- [REQUESTS]:
- 1) From the passage below on Erkin Koray, list every single it names by title.
- 2) Answer these from the passage below on Erkin Koray:
(a) In what year did Koray and his band start playing covers of Elvis Presley and Fats Domino?
(b) What does the group name Ter mean in English?
(c) Which label did Koray sign with in 1974?
- 3) Continue the passage below on Erkin Koray's career, picking up after its final sentence.

Mustafa Erkin Koray (; born 24 June 1941) is a Turkish musician, electro-baglama player, and active in Anatolian rock.

Career 
Koray has been in the Turkish folk music scene since the late 1950s. In 1957, he and his band began playing covers of Elvis Presley and Fats Domino.
In 1967, he released his first psychedelic single "Anma Arkadaş". Koray followed this with a number of singles, both by himself and in collaboration with others.
In the early 1970s, he formed the group Ter ("Sweat"), with former members of the band Bunalım (Group Depression). They only recorded one single, "Hor Görme Garibi", before breaking up. In 1973, his first album, Erkin Koray, was released, with singles from 1967 to 1973. He left Istanbul Records after the release of the album and, in 1974, signed with Doglan Records, which released his dabke single "Şaşkın".

- [EXCERPTED RECORDS]:

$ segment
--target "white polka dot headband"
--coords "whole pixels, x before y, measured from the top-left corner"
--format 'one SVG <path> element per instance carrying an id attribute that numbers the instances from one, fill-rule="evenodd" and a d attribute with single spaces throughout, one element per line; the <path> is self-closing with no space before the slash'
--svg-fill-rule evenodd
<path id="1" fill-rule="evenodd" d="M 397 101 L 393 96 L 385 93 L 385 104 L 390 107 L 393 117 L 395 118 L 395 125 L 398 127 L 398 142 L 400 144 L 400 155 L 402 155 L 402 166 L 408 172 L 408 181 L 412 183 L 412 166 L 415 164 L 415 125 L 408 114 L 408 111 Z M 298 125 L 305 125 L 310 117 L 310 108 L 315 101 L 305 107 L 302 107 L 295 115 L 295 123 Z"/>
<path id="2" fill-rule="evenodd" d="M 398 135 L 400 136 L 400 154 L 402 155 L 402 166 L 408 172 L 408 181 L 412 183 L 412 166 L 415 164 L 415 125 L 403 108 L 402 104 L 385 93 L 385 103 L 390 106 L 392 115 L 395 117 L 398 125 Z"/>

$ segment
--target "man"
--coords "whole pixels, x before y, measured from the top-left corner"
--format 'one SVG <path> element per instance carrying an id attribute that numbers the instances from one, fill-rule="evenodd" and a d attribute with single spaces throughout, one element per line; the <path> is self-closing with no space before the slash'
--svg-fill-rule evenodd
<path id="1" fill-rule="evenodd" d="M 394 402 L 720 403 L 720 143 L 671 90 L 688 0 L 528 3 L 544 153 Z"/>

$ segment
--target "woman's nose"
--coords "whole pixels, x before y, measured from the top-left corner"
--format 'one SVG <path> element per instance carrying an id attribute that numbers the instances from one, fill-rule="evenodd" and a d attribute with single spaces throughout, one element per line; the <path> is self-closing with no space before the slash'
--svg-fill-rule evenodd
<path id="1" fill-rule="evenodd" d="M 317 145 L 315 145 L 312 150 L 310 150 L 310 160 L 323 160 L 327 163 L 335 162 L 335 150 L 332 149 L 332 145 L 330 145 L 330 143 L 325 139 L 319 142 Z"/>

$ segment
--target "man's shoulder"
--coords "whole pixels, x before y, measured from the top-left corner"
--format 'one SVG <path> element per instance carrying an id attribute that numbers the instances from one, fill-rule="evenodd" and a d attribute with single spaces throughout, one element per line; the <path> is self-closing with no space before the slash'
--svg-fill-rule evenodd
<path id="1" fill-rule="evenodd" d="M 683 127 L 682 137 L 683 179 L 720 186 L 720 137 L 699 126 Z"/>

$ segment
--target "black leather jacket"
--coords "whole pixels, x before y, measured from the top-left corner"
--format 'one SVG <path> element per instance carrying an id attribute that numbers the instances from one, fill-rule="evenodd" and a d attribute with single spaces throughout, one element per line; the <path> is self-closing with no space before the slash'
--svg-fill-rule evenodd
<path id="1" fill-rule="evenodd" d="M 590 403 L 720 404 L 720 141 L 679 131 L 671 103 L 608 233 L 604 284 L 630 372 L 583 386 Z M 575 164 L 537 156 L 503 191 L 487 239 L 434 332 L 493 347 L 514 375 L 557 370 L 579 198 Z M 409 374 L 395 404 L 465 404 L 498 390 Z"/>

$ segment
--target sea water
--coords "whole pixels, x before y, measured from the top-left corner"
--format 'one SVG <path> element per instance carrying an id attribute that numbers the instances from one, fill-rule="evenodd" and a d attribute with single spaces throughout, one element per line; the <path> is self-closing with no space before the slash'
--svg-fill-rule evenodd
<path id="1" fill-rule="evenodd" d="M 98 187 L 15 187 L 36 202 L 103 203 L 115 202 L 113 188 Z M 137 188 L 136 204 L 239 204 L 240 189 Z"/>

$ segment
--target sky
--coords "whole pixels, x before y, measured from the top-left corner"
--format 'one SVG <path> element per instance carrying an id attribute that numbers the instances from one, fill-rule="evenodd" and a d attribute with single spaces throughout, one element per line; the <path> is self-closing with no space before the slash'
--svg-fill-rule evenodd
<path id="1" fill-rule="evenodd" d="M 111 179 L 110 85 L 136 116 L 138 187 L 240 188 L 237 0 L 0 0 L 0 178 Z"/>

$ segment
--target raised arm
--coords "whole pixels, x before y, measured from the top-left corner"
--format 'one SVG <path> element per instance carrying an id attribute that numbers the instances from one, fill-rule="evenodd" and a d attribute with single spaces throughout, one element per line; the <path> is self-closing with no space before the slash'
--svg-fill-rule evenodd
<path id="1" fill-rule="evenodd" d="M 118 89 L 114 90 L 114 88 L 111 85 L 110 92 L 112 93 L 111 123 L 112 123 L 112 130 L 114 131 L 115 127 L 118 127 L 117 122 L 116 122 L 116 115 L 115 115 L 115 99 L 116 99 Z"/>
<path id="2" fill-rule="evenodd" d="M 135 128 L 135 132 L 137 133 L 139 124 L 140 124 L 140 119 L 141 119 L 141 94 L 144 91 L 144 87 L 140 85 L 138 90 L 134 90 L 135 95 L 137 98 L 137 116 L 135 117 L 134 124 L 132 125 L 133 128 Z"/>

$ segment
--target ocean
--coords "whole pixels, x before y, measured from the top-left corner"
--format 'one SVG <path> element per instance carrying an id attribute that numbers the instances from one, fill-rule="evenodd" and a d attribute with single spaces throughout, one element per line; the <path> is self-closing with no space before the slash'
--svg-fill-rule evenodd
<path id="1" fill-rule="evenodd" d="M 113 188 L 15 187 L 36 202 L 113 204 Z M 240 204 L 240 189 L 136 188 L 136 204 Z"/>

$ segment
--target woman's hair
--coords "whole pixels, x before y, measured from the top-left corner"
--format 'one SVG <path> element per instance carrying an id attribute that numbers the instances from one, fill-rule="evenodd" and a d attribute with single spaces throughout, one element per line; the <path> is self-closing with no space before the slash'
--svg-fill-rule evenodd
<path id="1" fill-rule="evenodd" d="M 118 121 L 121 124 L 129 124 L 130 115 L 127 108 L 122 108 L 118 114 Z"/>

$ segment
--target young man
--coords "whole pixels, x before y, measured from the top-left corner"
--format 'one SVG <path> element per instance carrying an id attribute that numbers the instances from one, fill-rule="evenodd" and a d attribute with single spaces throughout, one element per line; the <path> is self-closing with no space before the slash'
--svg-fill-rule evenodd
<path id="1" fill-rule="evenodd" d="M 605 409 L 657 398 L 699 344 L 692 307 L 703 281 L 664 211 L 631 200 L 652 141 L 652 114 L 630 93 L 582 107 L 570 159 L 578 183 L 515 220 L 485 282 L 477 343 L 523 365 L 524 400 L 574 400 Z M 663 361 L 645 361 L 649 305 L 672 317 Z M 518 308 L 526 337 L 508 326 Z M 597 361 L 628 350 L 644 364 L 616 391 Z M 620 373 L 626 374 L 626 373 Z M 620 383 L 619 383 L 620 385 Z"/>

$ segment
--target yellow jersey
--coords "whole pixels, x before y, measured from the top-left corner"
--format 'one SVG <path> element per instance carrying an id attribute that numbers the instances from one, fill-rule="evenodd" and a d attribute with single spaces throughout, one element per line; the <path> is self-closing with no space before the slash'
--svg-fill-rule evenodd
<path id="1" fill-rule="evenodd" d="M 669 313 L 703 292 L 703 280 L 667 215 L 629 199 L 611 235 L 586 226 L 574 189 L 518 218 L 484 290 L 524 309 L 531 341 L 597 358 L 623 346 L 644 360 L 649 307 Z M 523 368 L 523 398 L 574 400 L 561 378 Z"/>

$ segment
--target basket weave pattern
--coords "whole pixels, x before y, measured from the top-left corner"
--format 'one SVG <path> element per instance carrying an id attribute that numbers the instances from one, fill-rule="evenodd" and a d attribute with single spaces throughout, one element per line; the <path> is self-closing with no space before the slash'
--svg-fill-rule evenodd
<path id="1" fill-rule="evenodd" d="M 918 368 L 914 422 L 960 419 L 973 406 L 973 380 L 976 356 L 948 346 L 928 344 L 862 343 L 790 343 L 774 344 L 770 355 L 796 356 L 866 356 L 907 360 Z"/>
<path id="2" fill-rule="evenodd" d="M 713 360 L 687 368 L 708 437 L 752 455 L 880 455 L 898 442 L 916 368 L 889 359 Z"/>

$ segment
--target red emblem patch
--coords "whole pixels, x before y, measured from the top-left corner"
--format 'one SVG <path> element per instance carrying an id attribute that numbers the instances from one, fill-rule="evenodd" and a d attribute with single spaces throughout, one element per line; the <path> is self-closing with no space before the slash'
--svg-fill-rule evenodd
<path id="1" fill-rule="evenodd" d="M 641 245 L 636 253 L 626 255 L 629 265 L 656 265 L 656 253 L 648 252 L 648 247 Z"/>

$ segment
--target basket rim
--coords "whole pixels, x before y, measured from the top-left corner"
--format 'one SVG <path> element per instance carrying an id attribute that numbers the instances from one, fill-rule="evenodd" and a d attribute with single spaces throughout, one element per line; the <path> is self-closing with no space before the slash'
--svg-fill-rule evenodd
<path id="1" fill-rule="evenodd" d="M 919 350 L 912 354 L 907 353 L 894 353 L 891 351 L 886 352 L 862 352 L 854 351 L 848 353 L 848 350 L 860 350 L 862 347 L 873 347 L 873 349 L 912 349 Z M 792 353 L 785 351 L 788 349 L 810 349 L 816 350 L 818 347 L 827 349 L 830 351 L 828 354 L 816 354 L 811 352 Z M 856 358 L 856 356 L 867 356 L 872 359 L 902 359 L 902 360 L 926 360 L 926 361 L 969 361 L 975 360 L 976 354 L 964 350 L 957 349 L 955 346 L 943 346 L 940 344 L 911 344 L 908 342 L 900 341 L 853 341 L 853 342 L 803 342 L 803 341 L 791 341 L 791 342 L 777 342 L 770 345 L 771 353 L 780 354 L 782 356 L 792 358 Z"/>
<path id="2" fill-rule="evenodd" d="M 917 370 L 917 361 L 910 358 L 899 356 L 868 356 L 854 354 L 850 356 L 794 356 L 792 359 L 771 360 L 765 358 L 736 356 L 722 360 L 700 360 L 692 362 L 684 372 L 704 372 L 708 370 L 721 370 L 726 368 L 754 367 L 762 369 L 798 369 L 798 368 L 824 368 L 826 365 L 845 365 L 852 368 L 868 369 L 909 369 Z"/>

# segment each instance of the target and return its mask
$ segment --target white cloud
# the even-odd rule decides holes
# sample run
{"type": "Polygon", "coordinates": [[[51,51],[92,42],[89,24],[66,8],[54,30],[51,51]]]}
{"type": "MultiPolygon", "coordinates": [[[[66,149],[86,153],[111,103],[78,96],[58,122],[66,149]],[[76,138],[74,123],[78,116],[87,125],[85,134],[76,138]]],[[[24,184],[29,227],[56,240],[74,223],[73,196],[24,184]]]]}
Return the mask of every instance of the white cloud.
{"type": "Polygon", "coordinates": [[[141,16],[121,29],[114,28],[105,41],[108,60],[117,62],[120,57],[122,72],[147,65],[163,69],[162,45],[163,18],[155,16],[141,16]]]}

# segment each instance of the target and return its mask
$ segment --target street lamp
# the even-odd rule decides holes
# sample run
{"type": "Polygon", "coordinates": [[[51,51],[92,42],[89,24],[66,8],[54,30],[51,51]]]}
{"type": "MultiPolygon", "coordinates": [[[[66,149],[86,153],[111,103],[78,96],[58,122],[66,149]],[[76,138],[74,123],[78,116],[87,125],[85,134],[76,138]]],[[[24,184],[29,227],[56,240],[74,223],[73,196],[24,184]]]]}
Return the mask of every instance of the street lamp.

- [TASK-BY-TASK OUTPUTS]:
- 1) "Anma Arkadaş", "Hor Görme Garibi", "Şaşkın"

- 2)
(a) 1957
(b) Sweat
(c) Doglan Records

- 3)
In 1974, Koray released the LP  Elektronik Türküler (Electronic Folk Songs [of Turkey]). In Turkish music circles he is often referred to as Erkin Baba ("Erkin the Father") for his pioneering influence on Turkish popular music. Other hits by Koray are "Fesuphanallah", "Istemem", "Sevince", "Öyle Bir Geçer Zaman ki", "Estarabim", "Arap Saçı", "Yalnızlar Rıhtımı", "Akrebin Gözleri", and "Çöpçüler".
Koray is the inventor of electro baglama, the electrified version of a traditional Turkish musical instrument related to the lute.

Discography 
Studio albums
Erkin Koray (1973)
Elektronik Türküler (1974)
2 (1976)
Erkin Koray Tutkusu (1977)
Benden Sana (1982)
İlla Ki (1983)
Ceylan (1985)
Gaddar (1986)
Çukulatam Benim (1987)
Hay Yam Yam (1989)
Tamam Artık (1990)
Gün Ola Harman Ola (1996)
Devlerin Nefesi (1999)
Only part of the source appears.